▶ Tasks to perform:
1: Reproduce, word for word, the portion of the passage about Onanon's Robo Hot Socket technology that opens with the words containing "Printed circuit board connector" and closes with "terminated fine wire.".
2: According to the passage about Onanon's Robo Hot Socket technology, how long does it take to terminate a typical 34-pin connector with Robo Hot Socket robotic automation?
3: Render this sentence from the passage about Onanon's Robo Hot Socket technology in Spanish: "Printed circuit board connector substrates and flexible pads are manufactured with very loose tolerances."

Milpitas, California – Onanon officials announce the availability of robotic automation Robo Hot Socket rapid fine wire termination connector assembly technology to all OEM application markets.
Onanon invented its Robo Hot Socket automated wire termination technology to remove human variables from the process of the medical device cable to connector assembly. Onanon’s automated fine wire termination introduces greater sophistication opportunity into medical connector design for manufacturing, improves quality control and significantly reduces assembly time. Onanon’s robotic automation of the complex connector fine wire termination process is field-proven in wire sizes from 22awg to 56awg.
A typical 34-pin connector takes 30 to 45 minutes to manually terminate its wires. This same 34-pin connector is terminated in 4 minutes using Onanon Robo Hot Socket robotic automation technology with greater reliability, improved yields and enhanced quality control. By automating the fine wire termination process Onanon is able to slash production cable assembly costs up to 50% and offer miniature assembly designs never before manufacturing capable.
Manually terminating wires to solder cup pins is very labor intensive and creates issues with quality, cost and delivery, along with severe design limitations. Manual soldering to solder cup pins creates variables such as bridging, opens, incorrect wire location placements and operator safety concerns (burning themselves while handling soldering irons so close to where they need to place the wire).
Printed circuit board connector substrates and flexible pads are manufactured with very loose tolerances. When adding the manual soldering variable to small PCB pads there are hi-pot, resistance, ionic contamination, cleaning challenges and design limitations. Rigid printed circuit board substrates and flexible pads are not sufficiently mechanically stable to reliably handle the axial load from a manually terminated fine wire.

▶ Dataset content:
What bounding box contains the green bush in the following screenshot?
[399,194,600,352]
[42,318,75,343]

---

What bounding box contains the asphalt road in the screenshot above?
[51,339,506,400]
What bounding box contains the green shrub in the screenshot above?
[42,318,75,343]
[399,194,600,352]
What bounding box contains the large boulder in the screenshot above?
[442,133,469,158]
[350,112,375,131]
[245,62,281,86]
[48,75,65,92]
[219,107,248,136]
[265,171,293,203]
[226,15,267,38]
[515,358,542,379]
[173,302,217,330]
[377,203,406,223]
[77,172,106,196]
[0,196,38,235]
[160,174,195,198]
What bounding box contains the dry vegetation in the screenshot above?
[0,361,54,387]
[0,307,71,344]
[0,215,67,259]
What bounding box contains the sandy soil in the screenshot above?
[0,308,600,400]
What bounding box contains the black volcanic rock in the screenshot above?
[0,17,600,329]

▶ Task answers:
1:
Printed circuit board connector substrates and flexible pads are manufactured with very loose tolerances. When adding the manual soldering variable to small PCB pads there are hi-pot, resistance, ionic contamination, cleaning challenges and design limitations. Rigid printed circuit board substrates and flexible pads are not sufficiently mechanically stable to reliably handle the axial load from a manually terminated fine wire.

2: 4 minutes.

3: Los sustratos de conectores de placas de circuito impreso y las almohadillas flexibles se fabrican con tolerancias muy holgadas.